EXERCISE AIM
Each record below should be repeated precisely as written.

DATASET
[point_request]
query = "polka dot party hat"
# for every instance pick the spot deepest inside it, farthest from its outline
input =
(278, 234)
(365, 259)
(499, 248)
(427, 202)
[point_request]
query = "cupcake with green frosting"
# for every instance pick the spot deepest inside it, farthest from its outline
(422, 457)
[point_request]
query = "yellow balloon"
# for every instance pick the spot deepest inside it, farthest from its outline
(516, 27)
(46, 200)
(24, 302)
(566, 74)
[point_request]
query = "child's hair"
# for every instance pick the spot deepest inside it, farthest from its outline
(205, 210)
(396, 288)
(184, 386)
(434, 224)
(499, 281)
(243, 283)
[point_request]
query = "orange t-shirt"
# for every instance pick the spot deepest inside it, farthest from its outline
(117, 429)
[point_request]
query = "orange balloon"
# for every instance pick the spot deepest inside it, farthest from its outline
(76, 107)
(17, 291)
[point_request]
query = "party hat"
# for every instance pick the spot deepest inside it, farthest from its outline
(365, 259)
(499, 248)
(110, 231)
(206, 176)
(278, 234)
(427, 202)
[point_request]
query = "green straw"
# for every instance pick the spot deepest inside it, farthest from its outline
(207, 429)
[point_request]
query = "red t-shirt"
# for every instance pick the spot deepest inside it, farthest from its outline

PROBLEM SOLUTION
[point_request]
query = "polka dot party hat"
# for every instance pick the spot deepest inside it, farthest from its outline
input =
(278, 234)
(365, 259)
(499, 248)
(427, 202)
[point_request]
query = "cupcake with green frosting"
# for every instance pick the spot deepest inside it, farthest from its outline
(422, 457)
[point_request]
query = "yellow balloon"
# for every instance pick the spot deepest inside it, farthest from its outline
(516, 27)
(46, 200)
(24, 302)
(566, 74)
[point_request]
query = "child's hair"
# for every instance pick the spot deepest inside it, farthest from its outline
(205, 210)
(396, 288)
(184, 386)
(434, 224)
(499, 281)
(243, 283)
[point_request]
query = "orange t-shirt"
# for every instance pick the spot deepest inside it, farthest from its outline
(117, 429)
[point_request]
query = "orange balloon"
# for every instance pick the spot deepest inside it, farthest from its outline
(76, 107)
(17, 291)
[point_request]
query = "party hat"
# for every instance pick the spot deepest inside it, farthest from its outline
(365, 259)
(499, 248)
(110, 231)
(206, 176)
(278, 234)
(427, 202)
[point_request]
query = "green straw"
# for every instance pick the spot deepest inside it, farthest from its outline
(207, 429)
[point_request]
query = "red t-shirt"
# for every instance pick the spot deepest inside it, farthest from its outline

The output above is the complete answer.